Lo scafandro e la farfalla: un uso straordinario della soggettiva per una splendida opera d'arte e di vita

Storia vera di Jean-Dominique Bauby, uomo di successo e caporedattore della rivista "Elle", che, a causa di un ictus improvviso, si ritrovò completamente paralizzato, ad eccezione dell’occhio sinistro che era ancora in grado di controllare. Sbattendo la palpebra Bauby imparerà un particolare metodo di comunicazione, che gli permetterà di scrivere la sua autobiografia intitolata "Lo scafandro e la farfalla".
La straordinaria forza di questo film deriva, per gran parte, dalla regia di Julian Schnabel (giustamente premiata a Cannes), che si riscatta alla grande dopo il molto deludente "Prima che sia notte".
Il regista-artista decide saggiamente di adottare il punto di vista di Bauby facendoci vedere direttamente quello che Bauby osservava con il suo unico occhio.
-.-.-
CONSEGNA: Ricopia dal testo sul film "Lo scafandro e la farfalla" il passo che comincia con "Lo scafandro e la farfalla: un" e prosegue fino a "suo unico occhio.".

(Dati di espressioni referenziali basate su foto)
-.-.-
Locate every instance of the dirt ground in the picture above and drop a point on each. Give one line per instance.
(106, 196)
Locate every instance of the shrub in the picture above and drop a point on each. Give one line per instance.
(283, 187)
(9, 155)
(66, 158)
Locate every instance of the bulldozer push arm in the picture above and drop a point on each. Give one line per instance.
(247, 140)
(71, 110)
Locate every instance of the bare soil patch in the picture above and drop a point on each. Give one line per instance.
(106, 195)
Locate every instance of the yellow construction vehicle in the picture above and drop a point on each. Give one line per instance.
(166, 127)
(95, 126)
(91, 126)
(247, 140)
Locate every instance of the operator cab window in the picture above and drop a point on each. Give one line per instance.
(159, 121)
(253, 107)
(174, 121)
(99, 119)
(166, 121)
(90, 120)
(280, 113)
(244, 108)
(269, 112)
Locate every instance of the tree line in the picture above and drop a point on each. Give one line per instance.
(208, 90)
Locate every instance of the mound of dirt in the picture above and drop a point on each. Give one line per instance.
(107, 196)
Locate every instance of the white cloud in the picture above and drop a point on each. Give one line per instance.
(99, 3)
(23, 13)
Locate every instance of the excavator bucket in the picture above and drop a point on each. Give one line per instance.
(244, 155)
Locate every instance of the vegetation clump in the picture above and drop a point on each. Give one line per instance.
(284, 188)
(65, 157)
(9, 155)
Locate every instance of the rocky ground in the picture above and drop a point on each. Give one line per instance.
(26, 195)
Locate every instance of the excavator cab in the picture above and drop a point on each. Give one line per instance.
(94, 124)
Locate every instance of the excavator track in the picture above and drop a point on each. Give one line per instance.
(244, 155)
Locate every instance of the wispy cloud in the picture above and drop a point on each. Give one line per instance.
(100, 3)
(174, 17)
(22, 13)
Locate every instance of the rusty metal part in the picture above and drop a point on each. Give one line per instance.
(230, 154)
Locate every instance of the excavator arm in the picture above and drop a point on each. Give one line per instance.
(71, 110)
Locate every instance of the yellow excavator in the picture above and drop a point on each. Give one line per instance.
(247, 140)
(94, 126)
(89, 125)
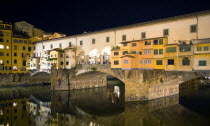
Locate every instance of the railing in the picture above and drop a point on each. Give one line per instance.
(89, 66)
(201, 40)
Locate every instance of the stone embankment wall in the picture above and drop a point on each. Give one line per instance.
(23, 79)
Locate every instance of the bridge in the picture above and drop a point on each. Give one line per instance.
(139, 84)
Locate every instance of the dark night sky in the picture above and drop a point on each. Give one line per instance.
(73, 17)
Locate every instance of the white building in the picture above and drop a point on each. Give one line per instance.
(97, 45)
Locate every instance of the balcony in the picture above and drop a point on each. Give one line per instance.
(195, 41)
(115, 48)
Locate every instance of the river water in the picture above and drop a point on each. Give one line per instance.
(38, 106)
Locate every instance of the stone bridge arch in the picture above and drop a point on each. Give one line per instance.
(145, 84)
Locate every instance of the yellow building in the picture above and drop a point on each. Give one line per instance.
(64, 59)
(14, 51)
(201, 54)
(5, 47)
(159, 58)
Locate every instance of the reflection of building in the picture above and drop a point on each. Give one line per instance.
(14, 113)
(40, 109)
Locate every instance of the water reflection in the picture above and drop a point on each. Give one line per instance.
(39, 106)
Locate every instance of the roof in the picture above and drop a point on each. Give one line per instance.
(139, 24)
(130, 56)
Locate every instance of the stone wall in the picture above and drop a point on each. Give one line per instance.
(65, 79)
(23, 79)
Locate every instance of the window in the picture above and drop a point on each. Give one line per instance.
(170, 49)
(193, 28)
(170, 61)
(139, 53)
(24, 55)
(160, 41)
(14, 68)
(125, 44)
(159, 62)
(116, 62)
(15, 41)
(202, 63)
(155, 42)
(107, 39)
(1, 54)
(143, 35)
(15, 61)
(15, 47)
(140, 61)
(24, 62)
(147, 61)
(123, 37)
(125, 52)
(1, 46)
(1, 62)
(147, 51)
(185, 62)
(1, 34)
(81, 42)
(156, 51)
(116, 53)
(185, 48)
(1, 40)
(206, 48)
(147, 43)
(160, 51)
(93, 41)
(165, 32)
(134, 44)
(199, 48)
(125, 61)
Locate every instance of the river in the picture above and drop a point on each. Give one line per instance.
(39, 106)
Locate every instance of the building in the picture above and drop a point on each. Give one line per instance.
(15, 50)
(95, 47)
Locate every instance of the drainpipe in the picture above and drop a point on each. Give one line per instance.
(115, 38)
(197, 26)
(75, 51)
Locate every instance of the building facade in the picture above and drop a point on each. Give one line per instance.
(151, 45)
(14, 51)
-.-.-
COMPITO SVOLTO:
Lo scafandro e la farfalla: un uso straordinario della soggettiva per una splendida opera d'arte e di vita

Storia vera di Jean-Dominique Bauby, uomo di successo e caporedattore della rivista "Elle", che, a causa di un ictus improvviso, si ritrovò completamente paralizzato, ad eccezione dell’occhio sinistro che era ancora in grado di controllare. Sbattendo la palpebra Bauby imparerà un particolare metodo di comunicazione, che gli permetterà di scrivere la sua autobiografia intitolata "Lo scafandro e la farfalla".
La straordinaria forza di questo film deriva, per gran parte, dalla regia di Julian Schnabel (giustamente premiata a Cannes), che si riscatta alla grande dopo il molto deludente "Prima che sia notte".
Il regista-artista decide saggiamente di adottare il punto di vista di Bauby facendoci vedere direttamente quello che Bauby osservava con il suo unico occhio.